Providing a reliable infrastructure for rapid, unattended, automated failover…
Traditional availability and replication solutions often require substantial capital investments in infrastructure, deployment, configuration, software licensing, and planning. Caché Database Mirroring (Mirroring) is designed to provide an economical solution for rapid, reliable, robust, automatic failover between two Caché systems, making mirroring the ideal automatic failover high-availability solution for the enterprise.
In addition to providing an availability solution for unplanned downtime, mirroring offers the flexibility to incorporate certain planned downtimes on a particular Caché system while minimizing the overall SLA’s for the organization. Combining InterSystems’ Enterprise Cache Protocol (ECP) application servers with mirroring provides an additional level of availability. Application servers allow processing to seamlessly continue on the new system once the failover is complete, thus greatly minimizing workflow and user disruption. Configuring the two mirror members in separate data centers offers additional redundancy and protection from catastrophic events.
Key Features and Benefits
- Economical high availability solution with automatic failover for database systems
- Redundant components minimize shared-resource related risks
- Logical data replication minimizes risks of carry-forward physical corruption
- Provides a solution for both planned and unplanned downtime
- Provides business continuity benefits via a geographically dispersed disaster recovery configuration
Traditional availability solutions that rely on shared resources (such as shared disk) are often susceptible to a single point of failure with respect to that shared resource. Mirroring reduces that risk by maintaining independent components on the primary and backup mirror systems. Further, by utilizing logical data replication, mirroring reduces the potential risks associated with physical replication, such as out-of-order updates and carry-forward corruption, which are possible with other replication technologies such as SAN-based replication.

Stored rows:
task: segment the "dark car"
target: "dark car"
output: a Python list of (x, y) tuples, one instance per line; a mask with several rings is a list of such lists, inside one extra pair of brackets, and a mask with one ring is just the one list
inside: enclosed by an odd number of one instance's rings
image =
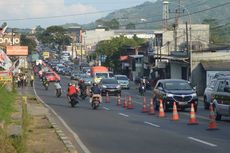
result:
[(214, 103), (216, 120), (221, 120), (222, 116), (230, 116), (230, 76), (213, 79), (205, 89), (205, 108), (208, 108), (210, 103)]
[(195, 111), (198, 106), (196, 91), (188, 81), (181, 79), (158, 80), (153, 90), (153, 98), (157, 110), (159, 109), (160, 100), (163, 101), (165, 111), (172, 109), (174, 102), (181, 110), (191, 108), (191, 103), (194, 104)]
[(114, 78), (103, 78), (101, 79), (99, 86), (102, 90), (102, 95), (120, 95), (121, 86), (118, 81)]

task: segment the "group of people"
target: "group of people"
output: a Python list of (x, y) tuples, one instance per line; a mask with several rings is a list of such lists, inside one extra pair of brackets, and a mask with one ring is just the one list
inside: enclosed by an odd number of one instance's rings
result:
[[(54, 83), (56, 93), (60, 92), (62, 90), (62, 87), (60, 85), (60, 81), (56, 81)], [(93, 86), (90, 88), (90, 93), (87, 91), (87, 86), (85, 85), (84, 81), (79, 81), (78, 84), (68, 83), (68, 89), (67, 89), (67, 96), (69, 100), (71, 100), (72, 97), (78, 97), (78, 95), (83, 96), (83, 94), (90, 96), (90, 103), (92, 102), (92, 96), (93, 95), (101, 95), (101, 89), (98, 86), (98, 84), (93, 83)], [(100, 96), (100, 101), (102, 100)]]

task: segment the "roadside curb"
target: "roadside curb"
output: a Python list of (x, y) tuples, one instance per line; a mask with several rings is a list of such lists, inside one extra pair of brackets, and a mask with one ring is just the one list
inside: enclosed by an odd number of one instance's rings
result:
[(61, 139), (61, 141), (64, 143), (65, 147), (68, 149), (70, 153), (78, 153), (77, 150), (75, 149), (74, 145), (72, 142), (69, 140), (68, 137), (66, 137), (65, 133), (59, 129), (57, 124), (53, 121), (53, 119), (47, 115), (47, 118), (52, 125), (52, 127), (55, 129), (55, 132), (57, 133), (58, 137)]
[[(49, 113), (53, 113), (59, 120), (61, 120), (59, 118), (59, 116), (56, 114), (56, 112), (50, 108), (47, 104), (45, 104), (43, 102), (43, 100), (37, 95), (34, 87), (33, 87), (33, 90), (34, 90), (34, 94), (36, 96), (36, 99), (42, 103), (42, 105), (46, 108), (49, 109)], [(63, 142), (63, 144), (65, 145), (65, 147), (67, 148), (67, 150), (70, 152), (70, 153), (78, 153), (78, 151), (76, 150), (76, 148), (74, 147), (74, 145), (72, 144), (72, 142), (70, 141), (70, 139), (68, 137), (66, 137), (65, 133), (57, 126), (57, 124), (54, 122), (54, 119), (49, 115), (49, 114), (46, 114), (46, 117), (49, 121), (49, 123), (52, 125), (52, 127), (55, 129), (55, 132), (57, 133), (58, 137), (61, 139), (61, 141)]]

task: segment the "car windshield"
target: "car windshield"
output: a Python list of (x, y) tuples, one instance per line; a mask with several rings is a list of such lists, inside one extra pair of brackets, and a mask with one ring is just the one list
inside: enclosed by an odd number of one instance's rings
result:
[(187, 82), (166, 82), (165, 89), (167, 90), (191, 90), (192, 87)]
[(117, 78), (117, 80), (128, 80), (128, 78), (126, 76), (118, 76), (116, 78)]
[(102, 80), (102, 84), (118, 84), (118, 82), (115, 79), (105, 79)]
[(96, 73), (96, 77), (97, 78), (107, 78), (108, 77), (108, 73)]

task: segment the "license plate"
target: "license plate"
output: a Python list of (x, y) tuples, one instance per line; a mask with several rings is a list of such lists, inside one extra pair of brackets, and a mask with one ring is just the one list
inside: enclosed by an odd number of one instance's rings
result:
[(187, 105), (186, 102), (179, 102), (179, 105)]

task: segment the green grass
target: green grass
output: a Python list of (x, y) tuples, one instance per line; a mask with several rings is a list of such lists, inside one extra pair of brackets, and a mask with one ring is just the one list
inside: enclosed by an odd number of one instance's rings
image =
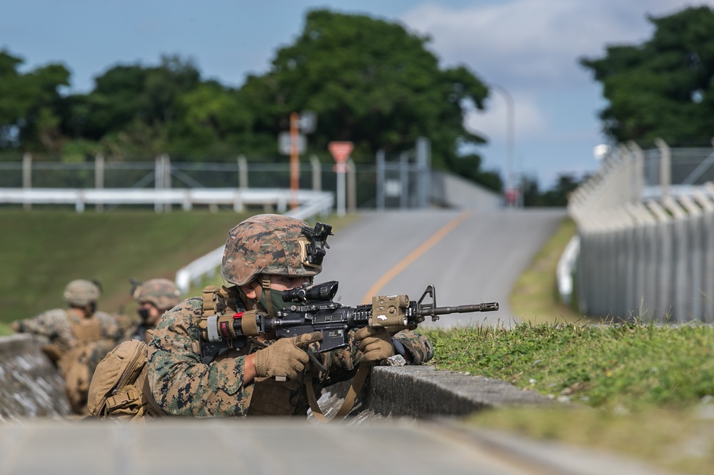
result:
[(516, 280), (508, 302), (514, 315), (524, 321), (536, 323), (594, 322), (559, 301), (555, 267), (575, 235), (573, 220), (563, 220), (555, 233), (533, 257), (528, 269)]
[(520, 324), (428, 333), (438, 369), (509, 381), (593, 407), (682, 408), (714, 395), (714, 330)]
[[(62, 291), (73, 279), (99, 280), (99, 309), (116, 313), (123, 308), (133, 315), (131, 277), (173, 280), (178, 269), (223, 244), (228, 230), (251, 214), (1, 209), (0, 334), (11, 332), (6, 324), (13, 320), (64, 307)], [(353, 218), (319, 220), (336, 228)], [(201, 288), (186, 297), (200, 295)]]
[(508, 381), (563, 404), (483, 411), (467, 425), (619, 453), (678, 473), (714, 466), (714, 330), (602, 324), (558, 301), (555, 270), (575, 232), (565, 220), (509, 302), (524, 322), (431, 330), (440, 369)]

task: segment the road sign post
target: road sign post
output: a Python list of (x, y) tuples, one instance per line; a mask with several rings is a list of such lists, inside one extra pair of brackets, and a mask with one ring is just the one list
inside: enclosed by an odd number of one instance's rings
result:
[(335, 159), (335, 171), (337, 173), (337, 215), (345, 215), (345, 172), (347, 170), (346, 162), (352, 153), (354, 144), (352, 142), (330, 142), (327, 144)]
[(290, 114), (290, 208), (298, 207), (298, 188), (300, 184), (300, 152), (298, 147), (300, 131), (300, 115), (297, 112)]

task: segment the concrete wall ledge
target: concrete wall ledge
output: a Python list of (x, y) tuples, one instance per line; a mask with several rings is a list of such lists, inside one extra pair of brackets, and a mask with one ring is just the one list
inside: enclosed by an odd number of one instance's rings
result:
[[(39, 338), (0, 337), (0, 422), (20, 418), (64, 418), (71, 414), (64, 384), (41, 350)], [(553, 401), (534, 391), (483, 377), (431, 366), (376, 367), (351, 415), (355, 423), (391, 417), (462, 416), (484, 408), (544, 405)], [(328, 417), (342, 404), (344, 382), (326, 388), (320, 405)]]

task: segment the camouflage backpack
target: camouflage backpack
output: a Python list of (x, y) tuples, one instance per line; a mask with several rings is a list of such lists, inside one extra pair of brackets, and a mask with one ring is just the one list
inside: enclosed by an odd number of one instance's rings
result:
[(148, 349), (144, 342), (129, 339), (101, 360), (89, 384), (89, 415), (136, 420), (164, 414), (154, 402), (146, 380)]

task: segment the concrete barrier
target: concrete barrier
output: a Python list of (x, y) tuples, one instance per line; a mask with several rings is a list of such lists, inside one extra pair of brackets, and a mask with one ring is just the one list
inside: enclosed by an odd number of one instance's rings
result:
[[(64, 383), (28, 334), (0, 337), (0, 422), (23, 418), (64, 418), (71, 414)], [(546, 397), (490, 378), (437, 371), (431, 366), (377, 367), (350, 415), (355, 424), (392, 417), (461, 416), (491, 407), (552, 404)], [(320, 406), (331, 417), (349, 382), (326, 388)]]
[(29, 334), (0, 337), (0, 421), (72, 413), (64, 382), (40, 346)]

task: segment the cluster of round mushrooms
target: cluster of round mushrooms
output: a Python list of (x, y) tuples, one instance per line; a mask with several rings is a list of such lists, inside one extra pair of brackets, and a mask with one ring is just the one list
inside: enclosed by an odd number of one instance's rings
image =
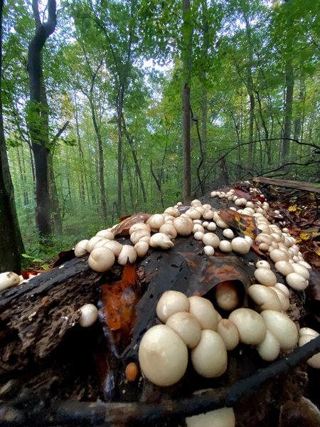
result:
[[(247, 201), (238, 197), (233, 189), (226, 193), (212, 191), (210, 196), (227, 198), (236, 206), (230, 209), (255, 218), (260, 231), (255, 241), (247, 236), (235, 237), (233, 230), (219, 216), (218, 210), (196, 199), (183, 214), (180, 212), (182, 203), (179, 202), (163, 214), (151, 215), (146, 222), (132, 225), (129, 231), (132, 245), (122, 245), (114, 240), (114, 226), (99, 231), (90, 240), (80, 241), (75, 247), (77, 257), (90, 253), (89, 265), (97, 272), (107, 271), (116, 262), (121, 265), (128, 261), (134, 263), (137, 258), (144, 257), (150, 247), (169, 249), (178, 236), (188, 236), (191, 233), (195, 239), (202, 241), (207, 256), (214, 255), (217, 248), (223, 253), (233, 251), (241, 255), (247, 253), (255, 244), (261, 251), (268, 253), (274, 263), (272, 266), (262, 260), (255, 265), (254, 275), (257, 283), (249, 287), (247, 293), (256, 310), (239, 307), (239, 292), (232, 282), (215, 287), (217, 309), (204, 297), (188, 298), (174, 290), (162, 295), (156, 307), (156, 314), (162, 324), (146, 332), (139, 349), (143, 374), (158, 386), (168, 386), (178, 381), (186, 372), (189, 356), (199, 375), (217, 377), (227, 369), (227, 351), (235, 349), (239, 342), (255, 346), (262, 359), (273, 361), (280, 352), (289, 352), (297, 344), (304, 345), (319, 335), (308, 327), (299, 330), (286, 314), (289, 307), (290, 290), (303, 290), (308, 286), (311, 268), (304, 262), (289, 230), (283, 224), (281, 228), (271, 223), (270, 209), (265, 201)], [(275, 211), (274, 214), (279, 215), (279, 211)], [(214, 233), (217, 228), (223, 229), (222, 240)], [(283, 276), (284, 283), (278, 282), (272, 270)], [(0, 290), (18, 284), (19, 277), (16, 276), (12, 273), (0, 275)], [(223, 312), (229, 313), (228, 318), (222, 318), (219, 307)], [(92, 304), (86, 304), (80, 312), (79, 323), (85, 327), (92, 325), (97, 318), (97, 310)], [(308, 364), (320, 368), (320, 353), (309, 359)], [(196, 426), (199, 416), (210, 416), (220, 421), (226, 417), (229, 421), (225, 426), (234, 425), (232, 408), (189, 417), (187, 425)], [(208, 418), (203, 421), (208, 421)]]

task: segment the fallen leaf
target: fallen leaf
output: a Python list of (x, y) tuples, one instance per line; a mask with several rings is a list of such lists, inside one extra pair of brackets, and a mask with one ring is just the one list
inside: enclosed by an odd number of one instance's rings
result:
[(139, 294), (137, 269), (129, 263), (124, 265), (121, 280), (105, 283), (101, 287), (100, 310), (110, 330), (119, 332), (114, 334), (114, 344), (118, 346), (125, 347), (131, 339)]
[(137, 223), (144, 222), (150, 216), (150, 214), (138, 212), (138, 214), (128, 216), (122, 221), (119, 224), (114, 226), (111, 231), (114, 236), (117, 236), (117, 234), (119, 236), (127, 236), (129, 234), (129, 230), (132, 226), (136, 224)]
[(238, 214), (232, 209), (220, 211), (219, 216), (228, 226), (235, 228), (238, 233), (249, 236), (251, 238), (255, 239), (260, 233), (252, 216)]

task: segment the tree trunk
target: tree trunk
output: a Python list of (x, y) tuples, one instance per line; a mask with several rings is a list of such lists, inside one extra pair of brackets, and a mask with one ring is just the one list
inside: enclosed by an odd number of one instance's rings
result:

Requirements:
#1 Please list every item under "Key Features and Benefits" in the mirroring overview.
#2 Collect each line of the entries that contains the string "wall". Case counts.

Solution set:
#1
- Economical high availability solution with automatic failover for database systems
- Redundant components minimize shared-resource related risks
- Logical data replication minimizes risks of carry-forward physical corruption
- Provides a solution for both planned and unplanned downtime
- Provides business continuity benefits via a geographically dispersed disaster recovery configuration

#2
task: segment the concrete wall ledge
target: concrete wall ledge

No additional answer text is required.